Supplied passage:
[Begin]

Starknet: Multilang & MultiVM

Disclaimer: These are just some thoughts of mine. They currently have no implications on the Starknet roadmap.

This post outlines some thoughts around the following topics:

  1. Why should we support multiple smart contract languages?

  2. What core stack(s) should we choose for Starknet?

  3. How can we implement them, and how painful is it to add things?

  4. What migrations are necessary and how should we go about them?

When should you care? Nothing here is actionable in the upcoming months, so take your time.

Stack of a zk-blockchain

Here are the key terms. You can skip to the diagram below for some visuals (ignore the red arrows).

  1. High level language (HLL) not coupled to blockchain

  2. Smart contract languages (SCL) which extend high level languages with blockchain-related notions of state, syscalls, etc.

  3. Blockchain VM (bcVM) which defines a blockchained-oriented instruction set architecture (ISA) that provides resource metering, state, syscalls, and safety.

  4. zkVM which defines a proving-oriented ISA.

In Ethereum there are just two levels to the core stack: contract languages (Solidity, Vyper) and the blockchain VM (EVM). Ethereum is currently not a zk-blockchain as its protocol involves no proofs of EVM execution.

Rollups have another level in their stack: zkVM i.e a provable (and proof-friendly) arithmetization of a VM.

[End]

Records provided:
[Begin]

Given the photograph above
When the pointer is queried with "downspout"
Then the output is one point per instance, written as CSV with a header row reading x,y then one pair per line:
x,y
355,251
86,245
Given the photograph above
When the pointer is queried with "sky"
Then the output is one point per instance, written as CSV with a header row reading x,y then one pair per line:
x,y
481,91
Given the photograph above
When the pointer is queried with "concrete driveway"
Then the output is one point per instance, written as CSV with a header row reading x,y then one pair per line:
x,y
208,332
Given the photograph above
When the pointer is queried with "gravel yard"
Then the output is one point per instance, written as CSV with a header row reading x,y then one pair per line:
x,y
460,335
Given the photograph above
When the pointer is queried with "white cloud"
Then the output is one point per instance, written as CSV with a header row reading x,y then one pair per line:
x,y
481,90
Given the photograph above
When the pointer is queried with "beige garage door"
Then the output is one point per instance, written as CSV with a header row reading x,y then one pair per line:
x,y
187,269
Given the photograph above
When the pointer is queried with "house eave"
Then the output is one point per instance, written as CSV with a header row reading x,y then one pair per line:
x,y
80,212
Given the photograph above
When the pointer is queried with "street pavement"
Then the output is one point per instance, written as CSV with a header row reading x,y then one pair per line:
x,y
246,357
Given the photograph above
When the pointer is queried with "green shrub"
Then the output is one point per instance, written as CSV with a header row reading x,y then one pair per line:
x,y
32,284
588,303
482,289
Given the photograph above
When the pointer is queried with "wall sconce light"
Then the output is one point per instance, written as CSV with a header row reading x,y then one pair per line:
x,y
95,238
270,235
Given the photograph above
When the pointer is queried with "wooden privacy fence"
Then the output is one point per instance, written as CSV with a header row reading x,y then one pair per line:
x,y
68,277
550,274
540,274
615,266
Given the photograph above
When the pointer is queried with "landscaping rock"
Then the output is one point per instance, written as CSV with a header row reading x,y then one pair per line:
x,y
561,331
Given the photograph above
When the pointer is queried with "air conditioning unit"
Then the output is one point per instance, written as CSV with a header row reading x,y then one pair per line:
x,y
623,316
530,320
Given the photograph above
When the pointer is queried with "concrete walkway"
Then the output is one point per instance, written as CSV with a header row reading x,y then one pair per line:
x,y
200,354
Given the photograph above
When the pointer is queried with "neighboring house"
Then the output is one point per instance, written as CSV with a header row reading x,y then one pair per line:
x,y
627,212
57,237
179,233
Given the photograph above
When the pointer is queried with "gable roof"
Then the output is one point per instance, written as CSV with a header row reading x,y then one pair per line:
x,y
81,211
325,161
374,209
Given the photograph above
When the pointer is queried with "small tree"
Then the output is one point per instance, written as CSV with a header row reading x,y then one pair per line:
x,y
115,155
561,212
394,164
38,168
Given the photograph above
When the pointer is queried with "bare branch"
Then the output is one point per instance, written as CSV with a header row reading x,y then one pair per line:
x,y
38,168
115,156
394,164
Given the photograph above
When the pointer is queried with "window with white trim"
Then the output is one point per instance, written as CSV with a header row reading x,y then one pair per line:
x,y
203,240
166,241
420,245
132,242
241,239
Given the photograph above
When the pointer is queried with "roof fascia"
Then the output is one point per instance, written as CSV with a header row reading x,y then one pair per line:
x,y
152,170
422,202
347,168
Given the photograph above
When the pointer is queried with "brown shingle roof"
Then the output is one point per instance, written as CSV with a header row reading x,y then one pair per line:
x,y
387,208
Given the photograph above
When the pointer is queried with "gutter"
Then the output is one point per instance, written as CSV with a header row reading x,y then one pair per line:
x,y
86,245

[End]

Objective:
Copy out the entire Starknet passage word for word. The rows above play no part in this.

Exercise answer:
Starknet: Multilang & MultiVM

Disclaimer: These are just some thoughts of mine. They currently have no implications on the Starknet roadmap.

This post outlines some thoughts around the following topics:

  1. Why should we support multiple smart contract languages?

  2. What core stack(s) should we choose for Starknet?

  3. How can we implement them, and how painful is it to add things?

  4. What migrations are necessary and how should we go about them?

When should you care? Nothing here is actionable in the upcoming months, so take your time.

Stack of a zk-blockchain

Here are the key terms. You can skip to the diagram below for some visuals (ignore the red arrows).

  1. High level language (HLL) not coupled to blockchain

  2. Smart contract languages (SCL) which extend high level languages with blockchain-related notions of state, syscalls, etc.

  3. Blockchain VM (bcVM) which defines a blockchained-oriented instruction set architecture (ISA) that provides resource metering, state, syscalls, and safety.

  4. zkVM which defines a proving-oriented ISA.

In Ethereum there are just two levels to the core stack: contract languages (Solidity, Vyper) and the blockchain VM (EVM). Ethereum is currently not a zk-blockchain as its protocol involves no proofs of EVM execution.

Rollups have another level in their stack: zkVM i.e a provable (and proof-friendly) arithmetization of a VM.